** Text section **
════════════════════

In the past couple of years we have witnessed an expansion in the type of climate change lawsuits filed. If the Trump administration has caused the federal government to let up to any degree on prosecution of climate issues, the state attorneys general, and even local governments, have taken the opposite approach. Moreover, the causes of action and pool of plaintiffs have expanded significantly.

This diversity of new lawsuits can be seen in just a small sampling of state and federal courts:

The People of the State of New York v. Exxon Mobil—In October 2018, the New York attorney general filed a securities fraud case against Exxon Mobil Corp., not for causing climate change, but for “providing misleading assurances that it is effectively managing the economic risks posed to its business by the increasingly stringent policies and regulations that it expects governments to adopt to address climate change.”[1]  This lawsuit followed a three-year-long investigation which Exxon Mobil described as “tainted” and “meritless,” see “People of the State of New York,” by Barbara D. Underwood, Attorney General of the state of New York v. Exxon Mobil, Supreme Court of the State of New York, County of New York, Index No. 452044/2018, Received NYSCEF: Oct. 24, 2018.

Rhode Island v. Chevron—In July 2018, the state of Rhode Island sued multiple fossil fuel companies in state court over the effects of climate change. This lawsuit (unlike the New York suit against Exxon) does, in fact, allege that defendants actually caused climate change and goes on to claim damages from the rise in sea level, coastal erosion and salt water intrusion resulting from storms that were more destructive than those in the past, see “New York Sues Exxon Mobil, Saying it Deceived Shareholders on Climate Change,” New York Times, Oct. 24, 2018. In addition, the cities of New York and Baltimore both filed lawsuits in 2018 against fossil fuel companies alleging damages as a result of climate change, see Rhode Island v. Chevron, Case Number: PC-2018-4716, filed in Providence/Bristol County Superior Court, July 2, 2018.

════════════════════

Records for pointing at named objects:
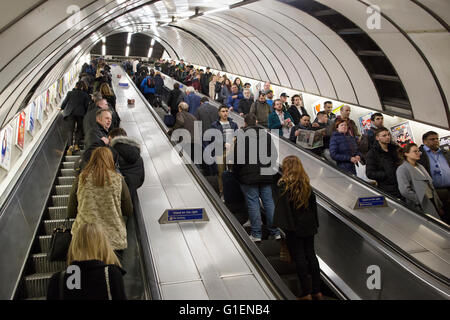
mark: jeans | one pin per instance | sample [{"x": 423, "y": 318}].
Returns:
[
  {"x": 303, "y": 254},
  {"x": 252, "y": 195}
]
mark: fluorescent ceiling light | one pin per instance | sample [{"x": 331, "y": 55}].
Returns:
[{"x": 217, "y": 10}]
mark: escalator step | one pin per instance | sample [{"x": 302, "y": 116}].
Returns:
[
  {"x": 63, "y": 190},
  {"x": 57, "y": 213},
  {"x": 68, "y": 165},
  {"x": 67, "y": 172},
  {"x": 60, "y": 201},
  {"x": 36, "y": 284},
  {"x": 42, "y": 265},
  {"x": 66, "y": 181},
  {"x": 50, "y": 225},
  {"x": 44, "y": 242}
]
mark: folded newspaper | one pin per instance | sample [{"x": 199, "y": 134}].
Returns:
[{"x": 310, "y": 139}]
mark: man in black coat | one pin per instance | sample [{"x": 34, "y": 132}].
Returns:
[
  {"x": 382, "y": 162},
  {"x": 128, "y": 154},
  {"x": 74, "y": 108},
  {"x": 297, "y": 110},
  {"x": 256, "y": 178}
]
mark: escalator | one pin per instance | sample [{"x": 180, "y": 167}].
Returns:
[{"x": 38, "y": 270}]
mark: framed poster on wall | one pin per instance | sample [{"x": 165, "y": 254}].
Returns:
[
  {"x": 20, "y": 130},
  {"x": 6, "y": 140}
]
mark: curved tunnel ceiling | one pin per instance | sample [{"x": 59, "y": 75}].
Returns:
[{"x": 266, "y": 40}]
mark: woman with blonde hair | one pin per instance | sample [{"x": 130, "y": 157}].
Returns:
[
  {"x": 99, "y": 269},
  {"x": 296, "y": 215},
  {"x": 108, "y": 94},
  {"x": 100, "y": 195}
]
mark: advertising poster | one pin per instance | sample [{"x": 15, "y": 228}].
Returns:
[
  {"x": 402, "y": 134},
  {"x": 6, "y": 139},
  {"x": 31, "y": 121},
  {"x": 310, "y": 139},
  {"x": 20, "y": 134},
  {"x": 444, "y": 142},
  {"x": 364, "y": 123}
]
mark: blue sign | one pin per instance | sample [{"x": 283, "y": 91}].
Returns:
[
  {"x": 371, "y": 202},
  {"x": 184, "y": 215}
]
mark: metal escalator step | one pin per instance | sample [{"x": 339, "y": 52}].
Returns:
[
  {"x": 72, "y": 158},
  {"x": 68, "y": 165},
  {"x": 67, "y": 172},
  {"x": 60, "y": 201},
  {"x": 44, "y": 242},
  {"x": 42, "y": 265},
  {"x": 66, "y": 181},
  {"x": 36, "y": 284},
  {"x": 63, "y": 190},
  {"x": 57, "y": 213},
  {"x": 50, "y": 225}
]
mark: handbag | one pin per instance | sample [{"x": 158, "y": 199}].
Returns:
[
  {"x": 285, "y": 255},
  {"x": 59, "y": 245},
  {"x": 169, "y": 120}
]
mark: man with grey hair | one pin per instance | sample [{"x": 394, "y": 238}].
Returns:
[{"x": 192, "y": 99}]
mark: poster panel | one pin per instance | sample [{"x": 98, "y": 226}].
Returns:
[
  {"x": 6, "y": 139},
  {"x": 20, "y": 130}
]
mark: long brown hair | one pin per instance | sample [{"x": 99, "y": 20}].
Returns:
[
  {"x": 99, "y": 165},
  {"x": 295, "y": 181},
  {"x": 91, "y": 243}
]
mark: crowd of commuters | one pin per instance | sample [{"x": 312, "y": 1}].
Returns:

════════════════════

** Set task 1 **
Reproduce the passage on climate change lawsuits word for word, starting with "This diversity of" and going on through "NYSCEF: Oct. 24, 2018.".
** Set task 2 **
Carry on the passage on climate change lawsuits, picking up after its final sentence.

** Exercise output 1 **
This diversity of new lawsuits can be seen in just a small sampling of state and federal courts:

The People of the State of New York v. Exxon Mobil—In October 2018, the New York attorney general filed a securities fraud case against Exxon Mobil Corp., not for causing climate change, but for “providing misleading assurances that it is effectively managing the economic risks posed to its business by the increasingly stringent policies and regulations that it expects governments to adopt to address climate change.”[1]  This lawsuit followed a three-year-long investigation which Exxon Mobil described as “tainted” and “meritless,” see “People of the State of New York,” by Barbara D. Underwood, Attorney General of the state of New York v. Exxon Mobil, Supreme Court of the State of New York, County of New York, Index No. 452044/2018, Received NYSCEF: Oct. 24, 2018.

** Exercise output 2 **
Juliana v. United States—This lawsuit, directed by Our Children's Trust, was actually filed by children through their legal guardians in 2015, citing the government's admission of “'an obligation to current and future generations to 'take action' on climate change.” The complaint alleges that the federal government subsidizes the fossil fuel industry and has allowed CO2 pollution levels to reach reckless levels, see Juliana v. United States, USDC, District of Oregon— Eugene Division, Case No.: 6:15-cv-01517-TC, Filed 9/10/2015. Nine similar lawsuits have been filed on behalf of children across the country, see” Surge of Climate Lawsuits Targets Human Rights, Damage from Fossil Fuels,” by Nicholas Kusnetz, Inside Climate News, Jan. 4, 2019.

The expanding types of lawsuits indicate that the breadth of risk that directors and officers face may be expanding as well.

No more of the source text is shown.